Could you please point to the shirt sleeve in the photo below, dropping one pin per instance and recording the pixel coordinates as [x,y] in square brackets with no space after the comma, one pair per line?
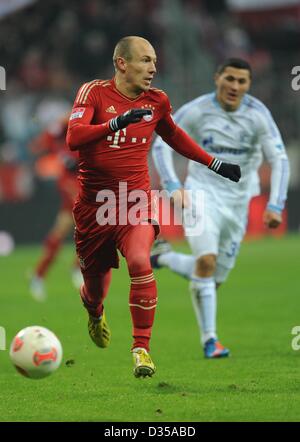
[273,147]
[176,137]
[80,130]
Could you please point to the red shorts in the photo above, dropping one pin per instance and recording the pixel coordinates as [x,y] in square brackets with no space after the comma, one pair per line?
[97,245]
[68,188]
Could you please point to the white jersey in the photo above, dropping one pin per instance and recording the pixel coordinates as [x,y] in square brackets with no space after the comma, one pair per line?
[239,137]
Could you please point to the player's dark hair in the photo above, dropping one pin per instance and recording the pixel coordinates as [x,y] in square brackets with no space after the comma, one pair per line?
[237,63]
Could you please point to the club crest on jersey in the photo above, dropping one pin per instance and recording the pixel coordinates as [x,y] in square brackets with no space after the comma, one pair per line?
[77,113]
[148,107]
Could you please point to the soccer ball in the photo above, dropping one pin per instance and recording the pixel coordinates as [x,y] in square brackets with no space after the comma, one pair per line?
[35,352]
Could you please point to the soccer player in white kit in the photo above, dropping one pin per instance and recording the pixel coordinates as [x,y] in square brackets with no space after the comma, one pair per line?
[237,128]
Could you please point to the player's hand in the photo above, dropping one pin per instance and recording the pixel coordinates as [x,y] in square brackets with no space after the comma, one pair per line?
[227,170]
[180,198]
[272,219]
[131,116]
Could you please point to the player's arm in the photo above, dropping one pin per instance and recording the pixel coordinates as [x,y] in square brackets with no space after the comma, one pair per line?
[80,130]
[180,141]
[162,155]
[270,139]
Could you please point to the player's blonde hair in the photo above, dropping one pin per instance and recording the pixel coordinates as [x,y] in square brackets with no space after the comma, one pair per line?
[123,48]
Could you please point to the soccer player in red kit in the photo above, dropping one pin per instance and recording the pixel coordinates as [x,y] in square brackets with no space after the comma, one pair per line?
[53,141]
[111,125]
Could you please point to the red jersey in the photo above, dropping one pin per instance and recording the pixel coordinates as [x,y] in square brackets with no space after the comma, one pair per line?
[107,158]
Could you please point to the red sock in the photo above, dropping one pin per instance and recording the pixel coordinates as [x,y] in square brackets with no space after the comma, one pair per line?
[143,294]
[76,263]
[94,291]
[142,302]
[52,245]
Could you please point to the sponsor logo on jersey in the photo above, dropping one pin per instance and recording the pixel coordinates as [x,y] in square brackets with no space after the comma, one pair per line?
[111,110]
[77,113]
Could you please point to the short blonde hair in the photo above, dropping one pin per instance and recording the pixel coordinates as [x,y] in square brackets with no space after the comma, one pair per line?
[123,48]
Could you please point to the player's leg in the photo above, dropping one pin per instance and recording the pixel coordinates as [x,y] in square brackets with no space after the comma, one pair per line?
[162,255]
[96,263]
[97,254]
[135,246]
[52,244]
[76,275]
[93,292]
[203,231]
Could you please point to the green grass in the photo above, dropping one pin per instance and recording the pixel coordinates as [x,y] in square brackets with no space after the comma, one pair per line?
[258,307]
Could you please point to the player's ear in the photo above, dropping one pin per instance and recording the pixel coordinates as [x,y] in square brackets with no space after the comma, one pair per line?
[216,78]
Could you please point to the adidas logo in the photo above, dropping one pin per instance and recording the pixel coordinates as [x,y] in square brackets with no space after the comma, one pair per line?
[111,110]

· · ·

- Task description -
Your reply should be the entries copied exactly, with all images omitted.

- Exercise output -
Could you please point to the shirt sleeve in the photo below, dropping one pin per instance and recording the pixel coordinates as [x,y] in square brackets with no space after the comma, one pair per line?
[273,147]
[176,137]
[80,130]
Could you please point to the red shorts in the photo above, dropping one pin per instance and recording the pixel coordinates as [x,y] in square brackets with no space after the comma, one pair per line?
[97,245]
[68,188]
Could you please point to the white jersey in the photo above, dropping one pin per instance and recording the pixel coordinates as [x,y] in square brackets with no space after the comma, one pair per line?
[239,137]
Could you please point to the player's dark hair in the photo above, dropping one pin per instance and recording the pixel coordinates as [x,y] in square brackets with no space after the comma, one pair per line?
[237,63]
Could you please point to the club crest on jersey in the photo above, dropping one pin per instance and recording the pixel coordinates as [x,y] in square brackets with no space after the comma, one pair per line?
[77,113]
[148,107]
Could you please point to the soccer ball in the photo above, dropping one pin per instance and recording the pixel coordinates as [x,y] in square brackets with no space after the comma, one pair per line?
[35,352]
Could you please point to the soccer player in white kit in the photo above, dropping one pin per instance and recording the pixel coordinates as [x,y] in square brackets with no space after the comma, one pair per line?
[237,128]
Could you please point to the player's hand in the photo above, dropping one pin per instance and recording the pixel coordinates as [x,y] in square brackets with no space after the comma, one pair per line?
[227,170]
[180,198]
[272,219]
[131,116]
Could you please point to the player's arm in the photo above, dropping one pin per instance and recording the pixel coordinates as [x,y] in square brackets with no space after the comma, one pair per line?
[80,130]
[180,141]
[162,155]
[270,139]
Could you please point to the player's blonde hair in the photo above, dropping one pin per instance and recording the pixel coordinates as [x,y] in square brackets with no space after the comma, one pair per line?
[123,48]
Could you please point to the soccer player in red kit in the photo above, dropping one pin per instance and recording the pixel coordinates as [x,y] in square brackets with no space after the comma, one pair per line?
[53,141]
[111,125]
Could you please point to the red jersey in the photo above, dropping one pin per instance and recording the pixel coordinates as [x,y] in square brackets with no space after the comma, one pair per line?
[107,158]
Could you please point to the red sock in the photo above, dropping one pin per instance and recording the pixel coordinates as [x,y] in square brackets with no space after the comma, one pair per line?
[143,294]
[76,263]
[94,291]
[142,302]
[52,245]
Could you please point to the sponsor logo on jersey in the photo above, dropping one pin per instance and recording the pixel coordinates as [x,y] in square brackets with no space after the comma, one pair per line?
[111,110]
[77,113]
Could you please point to the short blonde hair in the photo above, dropping one pin per instance and recording the pixel coordinates as [x,y] in square brackets with no space after the comma, one pair per line?
[123,48]
Could you please point to the player's leg in the photo above, dropping one pin per instance and recording the pixel coordinates as [x,y] in square brackets with no space after the comma, one pair per line?
[162,255]
[96,263]
[97,254]
[135,246]
[52,244]
[76,275]
[93,292]
[203,231]
Could you please point to the green grass in the photo above, dropping one pin per instance and recording the pixel coordinates as [x,y] in square brackets with no space after the comma, one pair per line?
[258,307]
Could you please point to the player's ear in the photo above, dropping one pin per instance and recording the pixel coordinates as [x,y] in square brackets with no space after the comma, one pair per line?
[216,78]
Could you please point to the adidas logo in the photo above, dropping one pin per instance and recording the pixel coordinates as [x,y] in square brackets with no space after the comma, one pair per line?
[111,110]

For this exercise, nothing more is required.